The decision to withdraw the charges against Abd el Rahim al Nashiri avoided the need to arraign him Monday at Guantanamo Bay, Cuba. Army Col. James Pohl refused last week to cancel the arraignment, despite a request from Obama that all Guantanamo cases be delayed for 120 days so that his administration could determine how to deal with each of the 250 prisoners held there.

Susan J. Crawford, the so-called convening authority for the military commissions, ended the standoff by dismissing the charges "without prejudice," Navy Cmdr. Jeffrey Gordon, a Pentagon spokesman said Thursday night.

"Nashiri may be charged at a later date,'' he said, declining to elaborate.

Crawford is a civilian appointed to her post by the Bush administration to oversee the special war court created to stage the first war crimes tribunals since World War II. Obama had instructed Defense Secretary Robert Gates to get a 120-day stay in the trials, to give his administration time to decide the best way to prosecute accused terrorists. But Pohl blocked that effort by refusing to grant the delay, saying to do so would not be "in the interests of justice."
--*--
Goal ▸
Answer these questions from the passage on the Nashiri charges:
1. How long a delay did Obama request for all Guantanamo cases?
2. Who dismissed the charges against al Nashiri?
3. What reason did Pohl give for refusing to grant the delay?

Dataset section ▸
--*--
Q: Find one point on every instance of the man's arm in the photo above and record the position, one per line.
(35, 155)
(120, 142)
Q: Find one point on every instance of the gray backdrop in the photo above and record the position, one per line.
--*--
Correct answer ▸
1. 120 days.
2. Susan J. Crawford.
3. He said granting it would not be "in the interests of justice."